(Point-per-instance localization data)

§

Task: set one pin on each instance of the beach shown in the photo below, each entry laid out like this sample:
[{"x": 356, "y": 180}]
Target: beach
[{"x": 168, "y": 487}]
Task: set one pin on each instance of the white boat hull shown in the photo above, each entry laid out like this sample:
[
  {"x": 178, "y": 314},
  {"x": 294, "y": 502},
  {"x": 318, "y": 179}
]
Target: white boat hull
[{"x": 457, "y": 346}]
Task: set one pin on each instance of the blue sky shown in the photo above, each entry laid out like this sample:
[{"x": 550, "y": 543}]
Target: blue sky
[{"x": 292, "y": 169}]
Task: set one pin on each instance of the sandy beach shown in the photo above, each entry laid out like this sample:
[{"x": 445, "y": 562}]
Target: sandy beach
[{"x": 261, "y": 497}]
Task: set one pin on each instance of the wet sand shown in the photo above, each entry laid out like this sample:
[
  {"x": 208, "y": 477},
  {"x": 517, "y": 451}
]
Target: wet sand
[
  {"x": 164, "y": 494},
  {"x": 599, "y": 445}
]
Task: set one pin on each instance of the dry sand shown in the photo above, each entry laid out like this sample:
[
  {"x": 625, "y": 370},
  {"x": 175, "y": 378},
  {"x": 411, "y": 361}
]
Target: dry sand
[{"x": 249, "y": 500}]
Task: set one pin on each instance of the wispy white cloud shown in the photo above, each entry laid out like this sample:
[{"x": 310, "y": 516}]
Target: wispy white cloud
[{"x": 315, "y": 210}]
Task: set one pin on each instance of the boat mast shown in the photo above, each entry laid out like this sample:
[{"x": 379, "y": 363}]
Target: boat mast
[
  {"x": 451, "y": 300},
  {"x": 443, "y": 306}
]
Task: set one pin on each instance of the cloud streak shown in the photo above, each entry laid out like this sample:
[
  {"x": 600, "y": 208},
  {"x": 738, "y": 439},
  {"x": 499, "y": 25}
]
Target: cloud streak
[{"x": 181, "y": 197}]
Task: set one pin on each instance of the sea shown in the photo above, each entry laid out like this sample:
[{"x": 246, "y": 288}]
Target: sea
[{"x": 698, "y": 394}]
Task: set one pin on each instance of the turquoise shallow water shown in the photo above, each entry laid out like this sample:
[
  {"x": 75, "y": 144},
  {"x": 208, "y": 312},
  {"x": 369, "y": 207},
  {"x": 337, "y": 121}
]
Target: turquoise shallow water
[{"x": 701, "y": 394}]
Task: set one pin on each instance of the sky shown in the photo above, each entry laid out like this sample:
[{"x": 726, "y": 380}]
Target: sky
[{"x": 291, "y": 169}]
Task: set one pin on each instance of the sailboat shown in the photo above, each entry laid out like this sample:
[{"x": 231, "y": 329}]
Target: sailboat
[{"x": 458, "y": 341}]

§

Each record must be reproduced exactly. Keep every one.

-- RESULT OF THE EXERCISE --
Task: set one pin on each instance of the beach shown in the photo below, each entry laid out like this sample:
[{"x": 356, "y": 180}]
Target: beach
[{"x": 168, "y": 487}]
Task: set one pin on each instance of the white boat hull shown in the photo above, each entry laid out like this sample:
[
  {"x": 178, "y": 314},
  {"x": 294, "y": 502},
  {"x": 318, "y": 179}
]
Target: white boat hull
[{"x": 457, "y": 346}]
Task: set one pin on each instance of the blue sky shown in the photo above, each entry laid out like this sample:
[{"x": 550, "y": 543}]
Target: blue sky
[{"x": 292, "y": 169}]
Task: set one pin on each instance of the sandy beach shown in the photo above, each entry laid out like this sample:
[{"x": 445, "y": 562}]
Target: sandy beach
[{"x": 261, "y": 497}]
Task: set one pin on each instance of the wet sand shown in the photo above, each entry laid out like this sample:
[
  {"x": 208, "y": 477},
  {"x": 517, "y": 451}
]
Target: wet sand
[
  {"x": 164, "y": 494},
  {"x": 599, "y": 445}
]
Task: set one pin on each instance of the dry sand shown in the photo above, each entry laid out like this sample:
[
  {"x": 625, "y": 370},
  {"x": 175, "y": 378},
  {"x": 411, "y": 361}
]
Target: dry sand
[{"x": 249, "y": 500}]
Task: set one pin on each instance of the wispy white cloud shown in the photo above, each entry laid out like this sample:
[{"x": 310, "y": 516}]
Target: wispy white cloud
[{"x": 315, "y": 210}]
Task: set one pin on each instance of the boat mast shown in the photo above, each entry laid out like this sample:
[{"x": 379, "y": 363}]
Target: boat mast
[
  {"x": 451, "y": 300},
  {"x": 443, "y": 306}
]
Task: set one pin on each instance of the cloud streak shown in the photo above, each entry laid out like this sample:
[
  {"x": 600, "y": 208},
  {"x": 738, "y": 439},
  {"x": 499, "y": 25}
]
Target: cloud streak
[{"x": 181, "y": 197}]
Task: set one pin on each instance of the sea shown in the photo above, each entry laid out like this sample:
[{"x": 246, "y": 288}]
Target: sea
[{"x": 698, "y": 394}]
Task: set one pin on each instance of the turquoise shallow water shown in the photo above, each entry laid out like this sample:
[
  {"x": 75, "y": 144},
  {"x": 208, "y": 312},
  {"x": 369, "y": 207},
  {"x": 337, "y": 121}
]
Target: turquoise shallow water
[{"x": 701, "y": 394}]
Task: set one pin on each instance of the sky shown in the photo above, each entry laid out like this sample:
[{"x": 726, "y": 380}]
Target: sky
[{"x": 291, "y": 169}]
Task: set one pin on each instance of the sailboat shown in the photo above, each entry laid out like this sample:
[{"x": 231, "y": 329}]
Target: sailboat
[{"x": 458, "y": 341}]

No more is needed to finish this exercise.